- [Work order]: Write out the portion of the ipragliflozin excerpt below that begins at the words "Regarding renal outcomes, no" and stops after the words "STZ-LD mice (Fig. 7d).". Keep every word and mark unchanged.

- [Exercise text]:
Ipragliflozin exerts renoprotective effects in a Streptozocin (STZ)-induced type 1 diabetes model

In order to establish whether ipragliflozin exerts renoprotective effects not only in a type 2, but also in a type 1 diabetes model, we administered ipragliflozin to a STZ-induced type 1 diabetes model. One week after the STZ injection, mice with blood glucose levels that increased to higher than 350 mg/dl were used in experiments. Similar to the experiments on db/db mice, four mouse groups were included in this experiment: non-diabetic controls (non-DM) and STZ-injected mice treated with high- or low-dose ipragliflozin (3 mg/kg/day: STZ-HD, 0.3 mg/kg/day: STZ-LD, respectively) or vehicle (STZ (−)) by single daily oral gavage for 8 weeks. Blood glucose levels in STZ (−) mice gradually increased and were significantly higher than those in STZ-HD mice (Fig. 7a); however low-dose ipragliflozin did not reduce blood glucose levels. No significant differences were observed in systolic BP between STZ mice treated with/without ipragliflozin (Fig. 7b). Body weights gradually decreased in all STZ mice groups, with no significant difference being noted among the groups (Supplementary Fig. S4a). Daily urine volumes were significantly larger in STZ (−) mice than in ipragliflozin-treated STZ mice (Supplementary Fig. S4b).

Figure 7
Figure 7

Effects of ipragliflozin on renal phenotypes in STZ-induced type 1 diabetic mice. (a) High-dose ipragliflozin significantly inhibited increases in blood glucose levels in STZ-injected mice. (b) The ipragliflozin treatment did not affect systolic blood pressure. (c) Ipragliflozin slightly reduced creatinine clearance adjusted by body weight decreases in STZ-injected mice in a dose-dependent manner. (d) High- and low-dose ipragliflozin reduced urinary albumin excretion in STZ-injected mice. (e) High-dose ipragliflozin reduced the urinary excretion of 8-OHdG in STZ-injected mice. (f,g) Immunostaining of 3-nitrotyrosine and the quantification of its positive tubules showed that the ipragliflozin treatment reduced its expression in tubular epithelia in STZ-injected mice. Arrowheads indicate nitrotyrosine-positive tubules. Data show the means ± SD, *p < 0.05 vs STZ (−), #p < 0.05 vs STZ-LD, p < 0.05 vs STZ-HD, Bar = 100 μm in (e), n = 4–5 mice in each group, one-way ANOVA, Tukey’s multiple comparison.

Regarding renal outcomes, no significant difference was observed in kidney weights adjusted by tibia lengths among any experimental group (Supplementary Fig. S4c). Creatinine clearance to evaluate glomerular hyperfiltration was significantly higher in STZ (−) mice than in non-DM mice, and ipragliflozin slightly reduced creatinine clearance in a dose-dependent manner (Fig. 7c). In contrast to the experiments on db/db mice, daily urinary albumin excretion was significantly higher in STZ (−) mice than in other ipragliflozin-treated STZ mice throughout the study period, and no significant difference was noted between STZ-HD and STZ-LD mice (Fig. 7d).

- [Record excerpts]:
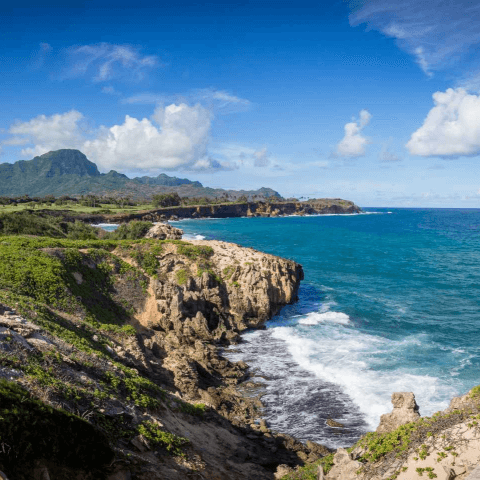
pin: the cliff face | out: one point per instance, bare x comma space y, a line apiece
405, 446
124, 336
251, 209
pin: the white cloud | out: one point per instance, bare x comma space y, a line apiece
175, 137
105, 61
386, 155
208, 165
437, 33
353, 143
48, 133
145, 98
451, 128
261, 158
110, 90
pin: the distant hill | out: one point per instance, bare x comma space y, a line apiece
69, 172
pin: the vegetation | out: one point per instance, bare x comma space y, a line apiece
31, 430
27, 223
131, 231
156, 436
195, 252
310, 471
166, 200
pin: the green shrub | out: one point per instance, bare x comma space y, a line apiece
194, 252
131, 231
31, 430
182, 276
156, 436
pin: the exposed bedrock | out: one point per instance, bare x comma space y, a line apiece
206, 296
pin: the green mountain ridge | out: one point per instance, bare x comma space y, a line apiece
69, 172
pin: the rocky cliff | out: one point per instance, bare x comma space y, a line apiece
406, 446
250, 209
119, 340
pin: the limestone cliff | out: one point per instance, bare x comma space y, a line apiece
445, 446
125, 336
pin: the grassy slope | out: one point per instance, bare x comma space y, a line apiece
91, 316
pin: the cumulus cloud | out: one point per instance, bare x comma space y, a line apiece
261, 158
353, 143
105, 61
48, 133
438, 34
208, 165
386, 155
174, 137
451, 128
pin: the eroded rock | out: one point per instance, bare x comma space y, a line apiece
164, 231
405, 410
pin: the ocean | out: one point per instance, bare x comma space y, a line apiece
390, 302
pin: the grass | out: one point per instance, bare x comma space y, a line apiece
195, 252
181, 276
31, 430
75, 208
158, 437
310, 471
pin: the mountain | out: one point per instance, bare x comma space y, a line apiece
69, 172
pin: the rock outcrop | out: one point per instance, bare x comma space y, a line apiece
344, 467
405, 410
134, 350
164, 231
405, 446
319, 206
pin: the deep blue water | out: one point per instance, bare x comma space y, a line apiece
390, 302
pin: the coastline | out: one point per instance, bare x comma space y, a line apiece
169, 370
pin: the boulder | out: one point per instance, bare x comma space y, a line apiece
405, 410
344, 467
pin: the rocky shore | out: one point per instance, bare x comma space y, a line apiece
147, 378
321, 206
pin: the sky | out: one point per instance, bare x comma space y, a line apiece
373, 101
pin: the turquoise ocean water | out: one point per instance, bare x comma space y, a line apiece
390, 302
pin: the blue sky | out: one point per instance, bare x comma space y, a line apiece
374, 101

- [Exercise output]:
Regarding renal outcomes, no significant difference was observed in kidney weights adjusted by tibia lengths among any experimental group (Supplementary Fig. S4c). Creatinine clearance to evaluate glomerular hyperfiltration was significantly higher in STZ (−) mice than in non-DM mice, and ipragliflozin slightly reduced creatinine clearance in a dose-dependent manner (Fig. 7c). In contrast to the experiments on db/db mice, daily urinary albumin excretion was significantly higher in STZ (−) mice than in other ipragliflozin-treated STZ mice throughout the study period, and no significant difference was noted between STZ-HD and STZ-LD mice (Fig. 7d).